→ Alıştırma Seti:
• 1. Tolon duruşması metnine göre avukat Celal Ülgen, Hurşit Tolon'un 10 Ocak'taki duruşmada tutuklanmasının neye dayandırıldığını hatırlattı?
• 2. Tolon duruşması metnini son cümlesinden sonra devam ettirerek yazın.

Sanık Tolon'un avukatlarından Dilek Helvacı ise dosyaya yeni hiçbir belge ve bilginin gelmediğini, Tolon'un tutuklanmasına dair somut bir gerekçenin gösterilmediğini savunarak, bu tutumun Anayasa, CMK ve Avrupa İnsan Hakları Sözleşmesine aykırı olduğunu iddia etti. Tolon'un, "Cebren Türkiye Cumhuriyeti hükümetini ortadan kaldırmaya" yönelik herhangi bir eyleminin olmadığını ifade eden Helvacı, Tolon'un kaçma şüphesinin olmadığını ve 3 yıl boyunca süren bu davada tutuksuz yargılandığı halde sık sık duruşmalara katıldığını dile getirdi.

Tolon'un diğer avukatı avukat Celal Ülgen de Emekli Orgeneral ve eski 1. Ordu Komutanı Hurşit Tolon'un 10 Ocak'taki duruşmada tutuklanmasının yeni delillere dayandırıldığını hatırlattı. Mahkemeye gelen yeni bir delilin olmadığını savunan Ülgen, yeni delil bulunmasının da tutuklama için tek başına gerekçe olarak gösterilemeyeceğini iddia etti.

Avukat İlkay Sezer de sanık Hurşit Tolon'un, dosyaya getirilen zorlama bir sanık olduğunu iddia ederek iddianamede Tolon ile ilgili iletişim tespit tutanaklarında tahrifat yapıldığını öne sürdü. Tolon'un gizli hiçbir faaliyet yürütmediğini anlatan Sezer, müvekkilinin gittiği bütün toplantılara telefon numarası ve iletişim adreslerini yazdığını anlattı.

Avukat Dilek Helvacı, tutuklu sanık Hurşit Tolon ile ilgili olarak talepte bulunmak için söz istedi. Mahkeme Başkanı Hasan Hüseyin Özese ise "Siz biraz önce Hurşit Tolon ile ilgili konuştunuz." dedi. Bunun üzerine yanlış ifade ettiğini belirten avukat Helvacı, "Aynı zamanda Mehmet Haberal'ın da avukatıyım ve şimdi Mehmet Haberal ile ilgili taleplerimi sunacağım." diye açıklama yaptı. Bunun üzerine Başkan Özese, böyle bir uygulamalarının olmadığını söyledi. Başkan Özese, daha önceki duruşmalarda yargılamanın daha hızlı yapılması için sanıklar ile avukatların günlerce yaptıkları konuşmaları ile ilgili mahkeme tarafından ara karar alındığını hatırlattı.

→ Verilen Bilgiler:
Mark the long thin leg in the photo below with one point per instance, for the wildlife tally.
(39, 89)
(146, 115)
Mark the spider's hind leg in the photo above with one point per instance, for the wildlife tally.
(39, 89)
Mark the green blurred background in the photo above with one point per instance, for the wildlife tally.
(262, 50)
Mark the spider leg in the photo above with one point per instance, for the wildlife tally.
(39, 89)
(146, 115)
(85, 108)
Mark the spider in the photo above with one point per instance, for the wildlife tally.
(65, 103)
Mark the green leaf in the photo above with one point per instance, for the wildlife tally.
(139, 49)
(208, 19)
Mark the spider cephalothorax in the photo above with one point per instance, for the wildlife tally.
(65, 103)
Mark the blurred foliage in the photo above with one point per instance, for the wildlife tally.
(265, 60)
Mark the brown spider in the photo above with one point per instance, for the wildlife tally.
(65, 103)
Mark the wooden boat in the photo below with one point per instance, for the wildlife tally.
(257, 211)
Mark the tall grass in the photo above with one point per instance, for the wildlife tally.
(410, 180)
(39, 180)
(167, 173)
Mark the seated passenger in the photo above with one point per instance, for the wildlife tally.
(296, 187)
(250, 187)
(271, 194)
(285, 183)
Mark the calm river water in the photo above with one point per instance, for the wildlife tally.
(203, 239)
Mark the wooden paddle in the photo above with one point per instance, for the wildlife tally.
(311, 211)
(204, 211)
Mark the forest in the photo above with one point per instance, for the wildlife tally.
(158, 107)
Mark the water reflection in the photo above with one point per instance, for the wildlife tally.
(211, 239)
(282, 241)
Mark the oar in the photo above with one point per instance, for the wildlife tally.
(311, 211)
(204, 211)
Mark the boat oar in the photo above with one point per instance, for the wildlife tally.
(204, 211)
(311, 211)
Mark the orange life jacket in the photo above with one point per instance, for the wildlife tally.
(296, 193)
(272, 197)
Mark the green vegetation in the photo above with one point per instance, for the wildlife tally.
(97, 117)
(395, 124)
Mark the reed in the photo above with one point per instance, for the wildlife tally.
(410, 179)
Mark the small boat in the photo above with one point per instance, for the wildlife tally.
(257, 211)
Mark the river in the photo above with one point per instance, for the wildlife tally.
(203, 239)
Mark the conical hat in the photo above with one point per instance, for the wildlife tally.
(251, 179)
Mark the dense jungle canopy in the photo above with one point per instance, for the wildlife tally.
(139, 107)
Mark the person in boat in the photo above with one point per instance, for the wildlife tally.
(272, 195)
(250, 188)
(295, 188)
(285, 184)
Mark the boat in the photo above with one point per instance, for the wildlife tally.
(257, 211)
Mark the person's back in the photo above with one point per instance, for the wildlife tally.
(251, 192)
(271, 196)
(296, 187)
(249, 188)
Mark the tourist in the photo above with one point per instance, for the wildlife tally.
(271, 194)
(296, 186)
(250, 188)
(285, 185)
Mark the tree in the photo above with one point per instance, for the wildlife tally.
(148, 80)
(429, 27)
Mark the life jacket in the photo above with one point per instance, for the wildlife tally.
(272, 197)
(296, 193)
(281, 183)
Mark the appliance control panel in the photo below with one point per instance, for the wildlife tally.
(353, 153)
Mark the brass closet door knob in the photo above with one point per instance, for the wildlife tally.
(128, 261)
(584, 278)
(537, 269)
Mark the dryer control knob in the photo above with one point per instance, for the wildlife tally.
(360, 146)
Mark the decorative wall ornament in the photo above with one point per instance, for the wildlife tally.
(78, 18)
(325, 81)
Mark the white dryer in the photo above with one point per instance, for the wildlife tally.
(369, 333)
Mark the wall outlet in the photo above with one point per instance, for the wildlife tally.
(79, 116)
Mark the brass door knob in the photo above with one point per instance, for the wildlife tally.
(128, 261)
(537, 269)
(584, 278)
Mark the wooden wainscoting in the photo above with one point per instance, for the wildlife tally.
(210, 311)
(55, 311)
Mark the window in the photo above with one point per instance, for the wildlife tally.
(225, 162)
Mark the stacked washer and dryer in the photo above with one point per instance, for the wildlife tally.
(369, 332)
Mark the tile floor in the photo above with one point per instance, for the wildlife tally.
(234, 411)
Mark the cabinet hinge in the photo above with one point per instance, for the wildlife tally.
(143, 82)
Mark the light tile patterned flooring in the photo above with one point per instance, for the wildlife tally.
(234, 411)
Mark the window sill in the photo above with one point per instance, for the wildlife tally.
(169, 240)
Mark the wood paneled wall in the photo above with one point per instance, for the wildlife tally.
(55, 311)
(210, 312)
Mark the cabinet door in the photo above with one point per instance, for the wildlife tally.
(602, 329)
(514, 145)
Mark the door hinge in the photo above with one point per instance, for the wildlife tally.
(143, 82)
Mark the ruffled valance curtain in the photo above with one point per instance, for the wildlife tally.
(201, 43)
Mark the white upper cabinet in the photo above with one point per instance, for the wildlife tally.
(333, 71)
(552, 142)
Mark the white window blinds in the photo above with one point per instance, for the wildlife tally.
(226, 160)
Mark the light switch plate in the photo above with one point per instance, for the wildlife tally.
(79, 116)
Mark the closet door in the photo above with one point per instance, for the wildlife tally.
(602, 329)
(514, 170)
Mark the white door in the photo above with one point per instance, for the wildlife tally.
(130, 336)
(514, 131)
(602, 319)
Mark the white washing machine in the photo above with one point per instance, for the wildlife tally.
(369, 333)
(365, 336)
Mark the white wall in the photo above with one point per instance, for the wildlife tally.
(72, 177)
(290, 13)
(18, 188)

→ Cevap Anahtarı:
• 1. Yeni delillere dayandırıldığını hatırlattı.

• 2.
Önce yarım saat ile sınırlandırılan, ancak sanık sayısının artması nedeniyle 6 Ekim 2011 tarihli oturumda bu süre 15 dakikaya indirilmişti.

Bunun üzerine avukat Helvacı, bu ara kararda konuşmaların her sanık için ayrı ayrı 15'er dakika ile sınırlandırıldığını belirterek talepte bulunmak için söz istedi. Mahkeme Başkanı Hasan Hüseyin Özese ise böyle bir durumun sözkonusu olmadığını belirterek avukatların, kaç sanığı temsil ederlerse etsinler toplam 15 dakika konuşabileceklerini açıklayarak avukat Helvacı'ya söz vermedi.

Taleplerin tamamlanmasının ardından Savcı Mehmet Ali Pekgüzel, tutuklu sanık Mustafa Balbay'ın talep bölümünde konuşmasına, Almanca olduğunu değerlendirdikleri bir söz ile başladığını hatırlattı. Savcı Pekgüzel, "İddia makamı olarak biz bu sözü anlamadık. Mahkemenin de anlamamış olma ihtimaline karşı bu sözün ne anlama geldiğinin kendisine sorulmasına talep ediyoruz." dedi.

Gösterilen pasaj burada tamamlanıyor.